__EXCERPT PROVIDED__:
------------------------------------------------------------------------
Single by Esthero

from the album Breath from Another
- Released: 17 June 1999
- Recorded: 1996
- Genre: Soul jazz; R&B; trip hop; pop;
- Length: 4:41 (album version) 3:58 (single version)
- Label: Sony Music Entertainment
- Songwriters: Esthero; Doc McKinney;
- Producers: Esthero; Doc McKinney;

Esthero singles chronology
| "Heaven Sent" (1998) | "That Girl" (1999) | "Weekends" (2000) |

= That Girl (Esthero song) =

"That Girl" is a song by Canadian singer-songwriter Esthero. It was planned to be album second CD-single from her debut album Breath from Another. However the record company declined to release the song as a single after disappointing sales of the album, although its video picked up Canadian airplay.
Song received positive reviews from critics who called it "brass-tinged" and compared it to songs by smooth jazz group Swing Out Sister.

== Music video ==
Despite no official release of the single, a music video for the song was released in June 1999 and received airplay on Canadian and American TV. The music video for the song was filmed on 17–18 April 1999 in Toronto and directed by Patrick Hoelck.
------------------------------------------------------------------------
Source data
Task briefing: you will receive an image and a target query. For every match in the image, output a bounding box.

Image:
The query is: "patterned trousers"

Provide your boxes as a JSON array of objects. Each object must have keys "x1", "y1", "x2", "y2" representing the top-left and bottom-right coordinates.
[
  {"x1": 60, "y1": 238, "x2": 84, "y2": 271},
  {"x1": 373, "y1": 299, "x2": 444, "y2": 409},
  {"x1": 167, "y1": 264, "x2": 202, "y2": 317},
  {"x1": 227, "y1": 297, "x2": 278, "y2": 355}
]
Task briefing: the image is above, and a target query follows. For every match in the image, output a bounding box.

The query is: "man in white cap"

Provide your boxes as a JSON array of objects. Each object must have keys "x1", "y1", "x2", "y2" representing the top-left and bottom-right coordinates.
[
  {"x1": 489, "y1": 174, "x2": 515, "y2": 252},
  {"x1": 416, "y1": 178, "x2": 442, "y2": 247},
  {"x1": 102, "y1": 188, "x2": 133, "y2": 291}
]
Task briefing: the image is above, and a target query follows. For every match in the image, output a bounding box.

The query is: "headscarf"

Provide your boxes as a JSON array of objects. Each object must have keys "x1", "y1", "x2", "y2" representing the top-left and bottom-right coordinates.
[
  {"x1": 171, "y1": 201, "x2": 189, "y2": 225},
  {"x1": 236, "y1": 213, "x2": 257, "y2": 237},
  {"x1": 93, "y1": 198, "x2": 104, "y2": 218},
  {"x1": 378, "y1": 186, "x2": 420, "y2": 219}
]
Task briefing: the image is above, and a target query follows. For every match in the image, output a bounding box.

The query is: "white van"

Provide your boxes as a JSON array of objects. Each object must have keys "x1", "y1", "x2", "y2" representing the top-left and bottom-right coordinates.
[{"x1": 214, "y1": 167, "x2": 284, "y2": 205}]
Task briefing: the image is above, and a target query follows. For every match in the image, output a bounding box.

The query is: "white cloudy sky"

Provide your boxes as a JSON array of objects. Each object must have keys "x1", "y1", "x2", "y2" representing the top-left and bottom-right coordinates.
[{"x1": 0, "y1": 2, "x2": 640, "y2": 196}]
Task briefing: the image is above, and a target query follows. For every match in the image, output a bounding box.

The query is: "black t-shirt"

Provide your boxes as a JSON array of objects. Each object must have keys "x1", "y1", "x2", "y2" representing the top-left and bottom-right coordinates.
------------------------------------------------------------------------
__THINGS TO DO__:
A: Summarize the article about the Esthero song "That Girl" in two sentences.
B: Continue the article about the Esthero song "That Girl" from its last sentence.

__OUTPUTS FOR THE TASKS__:
A: "That Girl" is a song by Canadian singer-songwriter Esthero that was planned as the second CD single from her debut album Breath from Another, but the record company declined to release it as a single after the album's sales disappointed. Critics reviewed the song positively, and its music video, filmed in Toronto on 17–18 April 1999 and directed by Patrick Hoelck, received airplay on Canadian and American TV.

B:
===Synopsis===
The music video features Esthero as an alien living in a sealed glass room in the middle of a busy street presumably because she can't breathe air outside. She's occasionally visited by a young man she's attracted to (played by Tony Ward) and after dreaming about following him around the city in regular clothing, she decides to leave the room, wearing a clear plastic spacesuit for protection. She then walks to a restaurant where she sees the young man chatting with another girl and takes the suit off. After passing out off-screen, she wakes in the glass room with her love interest looking at her and smiling before she smiles back.

===Accolades===
The music video was nominated for "Cinematography of the Year" at the 1998 MuchMusic Video Awards, ultimately losing to "Release" by The Tea Party.

== Use in media ==
The track was featured in the 1998 slasher film I Still Know What You Did Last Summer.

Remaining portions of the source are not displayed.